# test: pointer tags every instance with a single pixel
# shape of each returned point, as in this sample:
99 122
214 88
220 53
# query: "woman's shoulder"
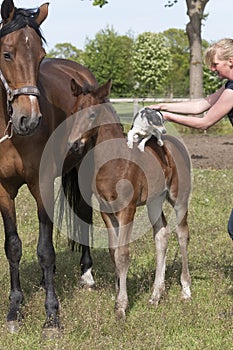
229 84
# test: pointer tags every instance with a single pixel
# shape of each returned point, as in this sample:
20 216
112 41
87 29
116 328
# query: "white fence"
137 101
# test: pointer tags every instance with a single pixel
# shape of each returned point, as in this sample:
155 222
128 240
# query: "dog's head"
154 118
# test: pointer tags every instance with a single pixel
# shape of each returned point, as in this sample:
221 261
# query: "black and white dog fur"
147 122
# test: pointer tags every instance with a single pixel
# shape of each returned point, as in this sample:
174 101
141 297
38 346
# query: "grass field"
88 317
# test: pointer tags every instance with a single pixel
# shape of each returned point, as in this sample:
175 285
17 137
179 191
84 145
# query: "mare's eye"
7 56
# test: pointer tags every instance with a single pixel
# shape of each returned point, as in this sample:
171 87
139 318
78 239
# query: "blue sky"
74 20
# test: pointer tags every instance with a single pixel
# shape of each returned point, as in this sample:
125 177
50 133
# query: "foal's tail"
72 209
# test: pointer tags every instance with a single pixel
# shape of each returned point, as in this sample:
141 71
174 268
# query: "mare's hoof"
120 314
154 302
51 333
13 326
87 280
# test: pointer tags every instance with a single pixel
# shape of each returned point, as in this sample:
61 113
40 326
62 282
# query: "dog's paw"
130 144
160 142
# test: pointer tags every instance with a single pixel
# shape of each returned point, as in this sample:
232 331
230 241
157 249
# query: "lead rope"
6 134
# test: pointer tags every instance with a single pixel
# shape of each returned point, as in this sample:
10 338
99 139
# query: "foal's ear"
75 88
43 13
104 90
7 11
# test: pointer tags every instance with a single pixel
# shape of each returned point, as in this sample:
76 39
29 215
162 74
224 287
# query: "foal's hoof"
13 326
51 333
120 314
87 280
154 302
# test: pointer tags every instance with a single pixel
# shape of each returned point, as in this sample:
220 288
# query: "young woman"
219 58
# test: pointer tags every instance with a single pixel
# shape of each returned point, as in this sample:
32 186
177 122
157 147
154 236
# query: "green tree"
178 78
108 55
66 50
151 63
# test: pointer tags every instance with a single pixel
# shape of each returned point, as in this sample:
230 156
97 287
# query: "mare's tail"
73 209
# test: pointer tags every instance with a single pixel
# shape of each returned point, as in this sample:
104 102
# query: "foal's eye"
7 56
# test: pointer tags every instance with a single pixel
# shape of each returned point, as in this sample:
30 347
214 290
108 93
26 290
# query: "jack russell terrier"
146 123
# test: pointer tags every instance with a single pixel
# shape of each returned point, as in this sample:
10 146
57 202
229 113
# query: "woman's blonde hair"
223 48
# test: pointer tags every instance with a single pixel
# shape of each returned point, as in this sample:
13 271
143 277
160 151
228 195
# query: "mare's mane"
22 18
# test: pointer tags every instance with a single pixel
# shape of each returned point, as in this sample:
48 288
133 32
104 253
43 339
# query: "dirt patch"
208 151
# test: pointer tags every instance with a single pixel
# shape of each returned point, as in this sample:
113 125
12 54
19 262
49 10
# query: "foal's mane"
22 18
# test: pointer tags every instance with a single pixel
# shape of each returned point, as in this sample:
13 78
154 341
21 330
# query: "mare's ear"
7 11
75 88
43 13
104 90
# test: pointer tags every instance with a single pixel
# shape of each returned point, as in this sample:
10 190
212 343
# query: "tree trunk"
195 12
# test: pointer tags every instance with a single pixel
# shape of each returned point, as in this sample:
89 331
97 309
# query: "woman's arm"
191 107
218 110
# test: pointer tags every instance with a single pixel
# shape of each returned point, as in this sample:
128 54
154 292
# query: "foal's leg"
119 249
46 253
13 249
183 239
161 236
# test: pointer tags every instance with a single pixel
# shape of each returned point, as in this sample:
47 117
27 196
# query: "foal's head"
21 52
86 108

* * * * * * *

### Exercise
Pictures do not belong in the copy. Reproduce the rest of the data exactly.

### Answer to this task
# test: pointer tags every instance with a single pixel
# shape of each returned point, as in this sample:
99 122
214 88
220 53
# query: "woman's shoulder"
229 84
# test: pointer tags every instance with a single pixel
# shape of each returned point, as in this sample:
20 216
112 41
87 29
116 328
# query: "white fence"
137 101
# test: pointer tags every instance with a single pixel
# shape of each returned point, as in this sample:
155 222
128 240
# query: "dog's head"
154 118
# test: pointer tags every instance with a single pixel
# shape of each returned point, as in this sample:
221 261
# query: "black and white dog fur"
147 122
# test: pointer tags every instance with a single pixel
# shape of each returned point, as in this sample:
174 101
141 297
38 346
# query: "grass field"
88 317
# test: pointer tags every instance with a single pixel
# shape of each returned point, as in this sample:
175 285
17 137
179 191
84 145
# query: "mare's eye"
7 56
# test: pointer tags every instance with a single pixel
# shape of each returned point, as in this sample:
171 87
139 318
78 239
# query: "blue sky"
74 20
# test: pointer tags every instance with a single pixel
# shape of each returned point, as in this sample:
125 177
50 133
# query: "foal's tail"
72 209
# test: pointer tags every instance with a single pixel
# shape of each returned point, as in this sample:
141 71
174 268
# query: "mare's hoof"
120 314
154 302
51 333
13 326
87 280
# test: pointer tags every instance with a single pixel
# shape of each returned point, as in this sample:
61 113
40 326
62 282
# query: "dog's paw"
130 144
160 142
# test: pointer tags every instance with a single pixel
# shape of each returned point, as in this sample:
232 331
230 241
157 249
# query: "lead rope"
6 134
# test: pointer tags every instance with a single pixel
# shape of each returned point, as in this sample:
10 338
99 139
# query: "foal's ear"
75 88
43 13
104 90
7 11
# test: pointer tags every instance with a single pixel
# shape of each returned point, as in this sample:
76 39
29 215
162 74
224 287
# query: "foal's hoof"
13 326
51 333
120 314
87 280
154 302
# test: pointer tags every instance with a single pixel
# shape of each returned point, as in this sample:
220 288
# query: "young woman"
219 58
# test: pointer tags every instance with a single pixel
# shape of each returned point, as in this sample:
32 186
177 122
157 147
154 236
# query: "green tree"
178 78
108 55
66 50
151 63
# test: pointer tags every instance with a single pixel
# shape of each returned point, as in this sample:
230 156
97 287
# query: "mare's tail"
73 209
# test: pointer tags every instance with a single pixel
# shape of each returned point, as in this sample:
104 102
# query: "foal's eye"
7 56
# test: pointer tags every instance with a single pixel
# shape of each returned point, as in this sample:
30 347
214 290
108 93
26 290
# query: "jack russell terrier"
146 123
# test: pointer tags every instance with a single pixel
# shape of each returned point, as in this sample:
10 146
57 202
229 113
# query: "woman's blonde hair"
223 48
# test: pointer tags every instance with a single pixel
# shape of each returned point, as in this sample:
13 271
143 277
160 151
228 195
# query: "mare's mane"
22 18
# test: pointer tags every instance with a single pixel
# shape of each returned point, as in this sample:
48 288
133 32
104 253
43 339
# query: "dirt patch"
208 151
# test: pointer tags every instance with a single pixel
# shape of each returned point, as in this sample:
113 125
12 54
19 262
49 10
# query: "foal's mane"
22 18
# test: pointer tags every instance with a single pixel
# shape of each returned point, as in this sample:
13 78
154 341
21 330
# query: "mare's ear"
7 11
75 88
43 13
104 90
# test: pointer tags every instance with a single pixel
# shape of each returned point, as in this sample:
10 190
212 343
# query: "tree trunk"
195 12
# test: pointer tags every instance with a single pixel
# shape of each returned point, as in this sample:
89 331
97 309
# query: "woman's arm"
191 107
218 110
# test: pointer tags every instance with a single pixel
# shape of each returned point, as in this sample:
128 54
154 292
# query: "foal's leg"
119 249
46 253
13 249
183 239
161 236
# test: pointer tags every instance with a single pixel
# shape of each returned point, as in this sample:
47 117
27 196
# query: "foal's head"
21 52
86 108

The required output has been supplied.